- Linds Crossing Linds Crossing
- Coordinates: 40°26′20″N 78°19′11″W﻿ / ﻿40.43889°N 78.31972°W
- Country: United States
- State: Pennsylvania
- County: Blair
- Township: Frankstown

Area
- • Total: 0.23 sq mi (0.59 km^{2})
- • Land: 0.21 sq mi (0.54 km^{2})
- • Water: 0.019 sq mi (0.05 km^{2})
- Elevation: 902 ft (275 m)

Population (2020)
- • Total: 142
- • Density: 677.2/sq mi (261.48/km^{2})
- Time zone: UTC-5 (Eastern (EST))
- • Summer (DST): UTC-4 (EDT)
- ZIP Code: 16648 (Hollidaysburg)
- Area codes: 814/582
- FIPS code: 42-43628
- GNIS feature ID: 2805519

= Linds Crossing, Pennsylvania =

Unincorporated community in Pennsylvania, US

Linds Crossing is a census-designated place (CDP) in Blair County, Pennsylvania, United States. Comprising the unincorporated communities of Linds Crossing and Upper Reese, it was first listed as a CDP prior to the 2020 census.

→ Data for review
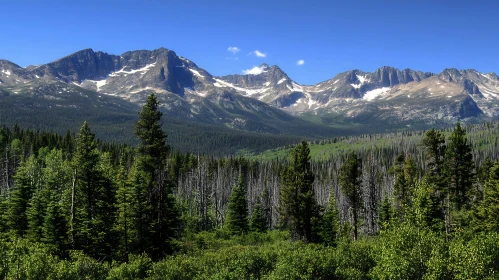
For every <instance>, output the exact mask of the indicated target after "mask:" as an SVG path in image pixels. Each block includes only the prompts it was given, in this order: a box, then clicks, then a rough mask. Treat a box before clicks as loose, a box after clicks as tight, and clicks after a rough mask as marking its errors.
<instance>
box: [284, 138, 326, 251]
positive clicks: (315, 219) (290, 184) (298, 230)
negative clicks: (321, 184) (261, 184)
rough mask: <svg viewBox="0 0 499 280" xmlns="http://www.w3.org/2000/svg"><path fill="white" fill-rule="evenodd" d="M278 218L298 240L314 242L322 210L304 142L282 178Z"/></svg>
mask: <svg viewBox="0 0 499 280" xmlns="http://www.w3.org/2000/svg"><path fill="white" fill-rule="evenodd" d="M281 177H282V188H281V193H280V206H279V214H280V216H281V222H282V223H283V225H284V226H285V227H287V228H289V229H290V230H291V232H292V234H293V236H294V237H295V238H302V239H305V240H306V241H308V242H312V241H314V237H315V232H314V228H315V225H316V224H317V223H318V218H319V207H318V205H317V202H316V200H315V193H314V189H313V185H312V184H313V182H314V178H315V177H314V174H313V173H312V170H311V167H310V148H309V147H308V144H307V142H305V141H302V142H301V143H300V144H298V145H297V146H296V147H295V149H294V150H293V151H292V152H291V156H290V163H289V167H288V168H287V169H285V170H284V172H283V173H282V175H281Z"/></svg>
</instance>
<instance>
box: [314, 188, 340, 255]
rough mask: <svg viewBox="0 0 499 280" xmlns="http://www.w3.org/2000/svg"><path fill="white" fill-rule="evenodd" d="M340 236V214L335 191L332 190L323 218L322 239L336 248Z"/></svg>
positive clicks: (322, 223)
mask: <svg viewBox="0 0 499 280" xmlns="http://www.w3.org/2000/svg"><path fill="white" fill-rule="evenodd" d="M339 234H340V213H339V211H338V205H337V203H336V196H335V195H334V190H330V194H329V203H328V205H327V207H326V209H325V211H324V214H323V215H322V217H321V229H320V233H319V235H320V237H321V240H322V242H323V243H324V244H326V245H329V246H335V245H336V240H337V238H338V235H339Z"/></svg>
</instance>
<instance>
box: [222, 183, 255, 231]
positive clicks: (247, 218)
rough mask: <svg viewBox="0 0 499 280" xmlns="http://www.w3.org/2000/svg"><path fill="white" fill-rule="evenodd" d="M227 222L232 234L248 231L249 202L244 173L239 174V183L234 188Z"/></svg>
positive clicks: (228, 214) (226, 221) (229, 201)
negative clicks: (248, 214) (248, 201)
mask: <svg viewBox="0 0 499 280" xmlns="http://www.w3.org/2000/svg"><path fill="white" fill-rule="evenodd" d="M226 223H227V229H228V230H229V231H230V232H231V233H232V234H241V233H246V232H248V229H249V228H248V203H247V201H246V188H245V186H244V180H243V176H242V175H239V180H238V183H237V185H236V186H235V187H234V188H232V193H231V195H230V199H229V204H228V206H227V219H226Z"/></svg>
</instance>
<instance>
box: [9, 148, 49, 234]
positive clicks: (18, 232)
mask: <svg viewBox="0 0 499 280" xmlns="http://www.w3.org/2000/svg"><path fill="white" fill-rule="evenodd" d="M14 179H15V185H14V187H13V189H12V190H11V192H10V197H9V200H8V202H7V207H8V209H7V211H6V213H5V215H6V217H5V219H6V222H7V227H8V228H9V229H10V230H14V231H15V232H16V233H17V234H18V235H20V236H23V235H24V234H25V233H26V231H27V230H28V217H27V209H28V208H29V204H30V200H31V197H32V196H33V192H35V191H36V190H37V189H39V188H40V184H41V170H40V166H39V164H38V161H37V159H36V157H35V156H34V155H31V156H30V157H29V158H28V159H27V160H26V161H23V162H22V163H21V165H20V166H19V168H18V169H17V173H16V175H15V176H14Z"/></svg>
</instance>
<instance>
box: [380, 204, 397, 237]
mask: <svg viewBox="0 0 499 280" xmlns="http://www.w3.org/2000/svg"><path fill="white" fill-rule="evenodd" d="M394 214H395V215H396V213H394V209H393V206H392V202H391V201H390V198H388V196H385V198H383V200H382V202H381V206H380V207H379V210H378V216H379V218H378V224H379V226H380V227H381V229H382V230H386V229H387V228H389V227H390V223H391V222H392V220H393V219H394V218H395V217H394Z"/></svg>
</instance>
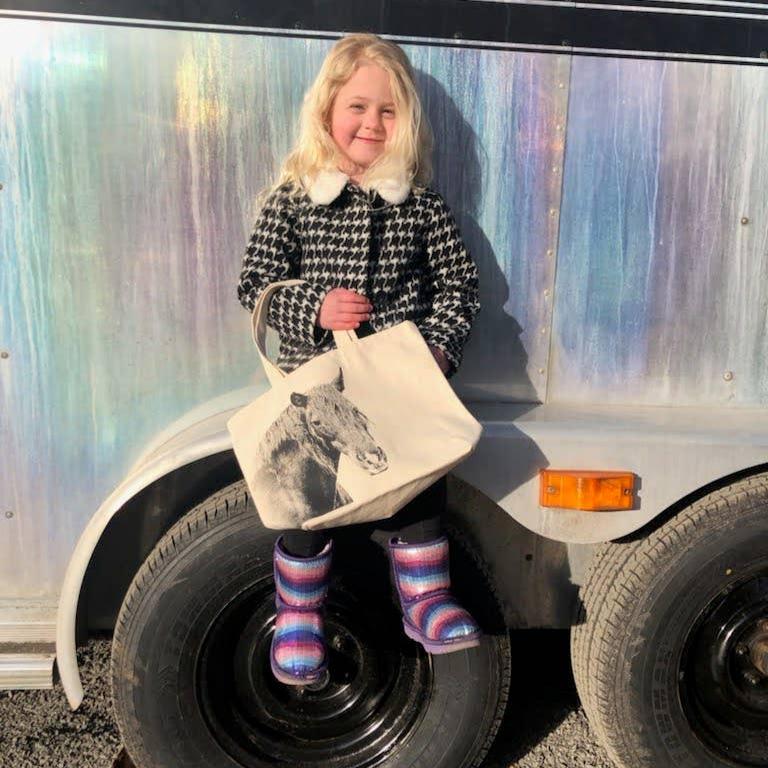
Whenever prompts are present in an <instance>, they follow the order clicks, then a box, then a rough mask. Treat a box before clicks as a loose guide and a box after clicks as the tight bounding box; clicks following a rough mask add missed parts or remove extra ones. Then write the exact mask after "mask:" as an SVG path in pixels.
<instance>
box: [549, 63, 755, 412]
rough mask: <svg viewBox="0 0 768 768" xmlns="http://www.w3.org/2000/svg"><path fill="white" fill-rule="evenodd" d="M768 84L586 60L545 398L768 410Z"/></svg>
mask: <svg viewBox="0 0 768 768" xmlns="http://www.w3.org/2000/svg"><path fill="white" fill-rule="evenodd" d="M766 137H768V71H767V70H766V69H765V68H760V67H749V66H746V67H735V66H727V65H716V64H693V63H682V62H659V61H656V62H654V61H630V60H608V59H597V58H579V59H574V62H573V70H572V80H571V95H570V111H569V118H568V134H567V139H566V175H565V180H564V187H563V202H562V212H561V230H560V249H559V253H558V264H557V280H556V287H555V319H554V329H553V346H552V374H551V377H550V382H549V386H550V389H549V392H548V399H550V400H561V401H582V402H587V401H597V402H615V403H626V404H659V405H671V404H675V405H686V404H691V405H692V404H697V405H702V404H733V405H762V404H766V403H767V402H768V365H767V363H766V360H768V355H767V354H766V353H768V333H767V332H766V331H767V327H766V323H767V321H768V315H767V314H766V307H768V279H767V278H768V219H767V218H766V212H767V211H768V140H767V139H766Z"/></svg>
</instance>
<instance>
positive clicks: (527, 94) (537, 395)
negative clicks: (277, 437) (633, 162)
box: [0, 19, 568, 597]
mask: <svg viewBox="0 0 768 768" xmlns="http://www.w3.org/2000/svg"><path fill="white" fill-rule="evenodd" d="M331 44H332V41H328V40H318V39H306V40H301V39H298V38H292V39H291V38H280V37H273V36H258V35H241V34H226V33H223V32H222V33H203V32H200V31H172V30H160V29H147V28H129V27H119V26H99V25H94V24H69V23H55V22H41V21H31V20H10V19H0V50H1V51H2V56H1V57H0V182H2V184H3V189H2V191H0V251H1V252H2V258H1V260H0V349H2V350H4V351H6V352H7V353H8V356H7V357H3V358H0V386H1V387H2V391H1V392H0V395H1V396H2V401H1V402H0V430H1V433H0V525H1V526H2V529H1V530H0V596H3V597H32V596H46V595H55V594H56V592H57V591H58V588H59V584H60V581H61V577H62V574H63V572H64V568H65V566H66V562H67V560H68V558H69V556H70V553H71V551H72V548H73V546H74V544H75V542H76V540H77V538H78V536H79V535H80V532H81V531H82V530H83V528H84V526H85V524H86V521H87V520H88V519H89V518H90V516H91V515H92V514H93V512H94V511H95V510H96V508H97V507H98V506H99V504H100V503H101V502H102V500H103V499H104V498H105V497H106V496H107V495H108V494H109V492H110V491H111V490H112V489H113V488H114V487H115V486H116V485H117V483H118V482H119V481H120V479H121V478H122V477H123V475H124V474H125V473H126V471H127V469H128V468H129V467H130V465H131V464H132V463H133V462H134V461H135V459H136V458H137V457H138V455H139V454H140V453H141V451H142V449H143V447H144V446H145V445H146V444H147V442H148V441H150V440H151V439H152V438H153V436H154V435H156V434H157V433H158V432H160V431H161V430H163V429H165V428H166V427H167V426H168V424H169V423H171V422H172V421H174V420H175V419H177V418H179V417H180V416H181V415H182V414H184V413H185V412H187V411H188V410H189V409H191V408H193V407H195V406H196V405H198V404H199V403H201V402H203V401H206V400H208V399H209V398H212V397H215V396H217V395H220V394H222V393H225V392H228V391H230V390H235V389H239V388H240V387H243V386H245V385H247V384H248V383H250V382H252V381H254V380H258V379H261V373H260V372H259V371H258V368H259V366H258V365H257V362H256V355H255V354H254V350H253V349H252V342H251V340H250V335H249V317H248V314H247V313H246V312H245V311H244V310H243V309H242V308H241V307H240V305H239V304H238V302H237V299H236V295H235V285H236V282H237V277H238V273H239V270H240V266H241V260H242V254H243V252H244V249H245V243H246V240H247V236H248V234H249V231H250V226H251V222H252V215H253V200H254V198H255V196H256V193H257V191H258V190H259V189H260V188H261V187H262V186H263V185H264V184H265V183H266V182H267V180H268V177H269V176H270V175H271V173H272V171H273V169H275V167H276V164H277V161H278V160H279V159H280V158H281V157H282V156H283V155H284V154H285V152H286V151H287V150H288V148H289V146H290V143H291V138H292V130H291V126H293V125H294V123H295V120H296V117H297V115H298V110H299V107H300V104H301V97H302V94H303V92H304V90H305V89H306V87H307V86H308V84H309V83H310V81H311V79H312V77H313V76H314V73H315V72H316V71H317V68H318V67H319V65H320V62H321V61H322V59H323V57H324V55H325V53H326V52H327V50H328V48H329V47H330V46H331ZM407 51H408V53H409V54H410V55H411V57H412V60H413V62H414V65H415V66H416V68H417V69H418V70H419V78H420V84H421V86H422V90H423V91H424V95H425V100H426V102H427V105H428V111H429V115H430V118H431V120H432V122H433V124H434V127H435V131H436V134H437V140H438V148H439V149H438V152H437V154H436V168H437V178H436V186H437V187H438V189H440V190H441V191H443V192H444V193H445V195H446V197H447V199H448V201H449V203H450V204H451V205H452V206H453V208H454V210H455V211H456V213H457V218H458V219H459V222H460V225H461V227H462V230H463V231H464V233H465V237H466V240H467V243H468V245H469V246H470V248H471V249H472V251H473V254H474V255H475V257H476V259H477V261H478V264H479V266H480V270H481V283H482V285H481V291H482V301H483V312H482V314H481V317H480V319H479V321H478V326H477V327H476V331H475V333H474V337H473V339H472V341H471V342H470V348H469V349H468V351H467V358H466V362H465V366H464V369H463V370H462V371H461V373H460V375H459V377H457V379H456V382H457V387H464V388H465V389H466V390H468V391H469V392H470V393H471V394H474V395H476V396H479V397H491V398H494V397H499V396H502V397H505V396H506V397H510V396H515V395H523V396H527V397H528V398H536V397H537V396H540V395H543V391H544V384H545V378H546V376H545V374H544V373H541V374H538V373H537V376H538V378H537V379H536V381H535V382H533V383H531V382H530V381H529V377H528V370H529V369H530V368H531V367H535V369H536V370H538V369H539V368H540V369H541V370H542V371H545V369H546V363H545V360H546V354H547V349H548V343H549V342H548V325H549V322H548V320H549V312H550V306H549V304H548V294H549V293H550V292H551V287H552V275H553V261H554V259H552V258H551V257H550V258H549V260H547V256H546V252H547V250H548V249H549V250H551V249H553V248H554V240H553V238H554V236H555V233H556V230H557V217H556V210H555V211H554V213H553V215H552V216H551V217H549V214H548V211H549V210H550V209H556V207H557V198H558V195H559V191H560V182H559V175H560V170H561V169H560V167H559V162H560V157H561V154H562V144H563V139H562V132H561V131H558V130H557V129H556V126H557V125H561V126H562V121H563V118H564V115H565V104H566V97H567V88H566V87H565V86H566V83H567V67H568V61H567V59H560V58H557V57H547V56H543V55H541V56H537V55H533V54H514V53H508V52H498V51H462V50H458V49H454V48H449V47H445V48H442V47H439V46H407ZM558 84H562V85H563V87H562V88H558ZM545 291H546V292H547V295H545ZM542 329H543V331H544V332H543V333H542ZM6 512H7V513H9V515H8V516H6V514H5V513H6Z"/></svg>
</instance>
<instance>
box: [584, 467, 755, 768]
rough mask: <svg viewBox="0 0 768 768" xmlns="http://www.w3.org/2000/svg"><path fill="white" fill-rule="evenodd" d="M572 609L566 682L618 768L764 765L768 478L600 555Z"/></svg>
mask: <svg viewBox="0 0 768 768" xmlns="http://www.w3.org/2000/svg"><path fill="white" fill-rule="evenodd" d="M581 600H582V607H581V610H580V616H579V617H578V619H577V621H576V625H575V626H574V628H573V630H572V641H571V658H572V663H573V669H574V677H575V679H576V685H577V688H578V691H579V695H580V697H581V700H582V703H583V705H584V708H585V710H586V712H587V715H588V717H589V720H590V723H591V725H592V727H593V729H594V731H595V733H596V735H597V737H598V738H599V739H600V740H601V741H602V743H603V745H604V746H605V748H606V749H607V750H608V752H609V754H610V755H611V758H612V759H613V760H614V761H615V762H616V764H617V765H619V766H624V768H666V767H667V766H670V767H671V766H674V768H725V766H728V768H737V767H738V768H742V767H744V768H746V767H747V766H749V767H750V768H756V767H757V766H768V675H766V674H763V672H765V669H764V665H765V657H764V656H762V657H761V655H760V654H761V653H763V652H764V651H765V649H766V648H767V647H768V475H759V476H756V477H753V478H748V479H745V480H740V481H739V482H736V483H734V484H733V485H730V486H728V487H726V488H723V489H721V490H719V491H716V492H714V493H711V494H710V495H708V496H706V497H704V498H702V499H701V500H699V501H697V502H696V503H694V504H692V505H691V506H690V507H688V508H686V509H685V510H684V511H682V512H681V513H679V514H678V515H677V516H675V517H673V518H672V519H670V520H668V521H667V522H665V523H664V524H663V525H662V526H661V527H659V528H658V529H657V530H655V531H653V532H652V533H650V534H649V535H648V536H647V537H646V538H642V539H640V540H637V541H633V542H629V543H613V544H606V545H602V546H601V547H600V548H599V549H598V551H597V552H596V554H595V557H594V559H593V562H592V564H591V566H590V571H589V573H588V575H587V579H586V583H585V585H584V587H583V588H582V590H581ZM760 658H762V659H763V661H762V662H761V661H760ZM761 666H762V667H763V671H762V672H761V671H760V668H761Z"/></svg>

→ Exercise A
Transcribe the Linds Crossing text from "- • Land: 0.21" to "Code: 16648 (Hollidaysburg)" without any changes.
→ Exercise B
According to the Linds Crossing text, which unincorporated communities make up the census-designated place?
→ Exercise C
Summarize the Linds Crossing text in two sentences.
The lines have no role in this work.

→ Worked solution A
- • Land: 0.21 sq mi (0.54 km^{2})
- • Water: 0.019 sq mi (0.05 km^{2})
- Elevation: 902 ft (275 m)

Population (2020)
- • Total: 142
- • Density: 677.2/sq mi (261.48/km^{2})
- Time zone: UTC-5 (Eastern (EST))
- • Summer (DST): UTC-4 (EDT)
- ZIP Code: 16648 (Hollidaysburg)

→ Worked solution B
Linds Crossing and Upper Reese.

→ Worked solution C
Linds Crossing is a census-designated place in Frankstown Township, Blair County, Pennsylvania, made up of the unincorporated communities of Linds Crossing and Upper Reese and first listed as a CDP prior to the 2020 census. It covers 0.23 square miles at an elevation of 902 feet and had a population of 142 in 2020.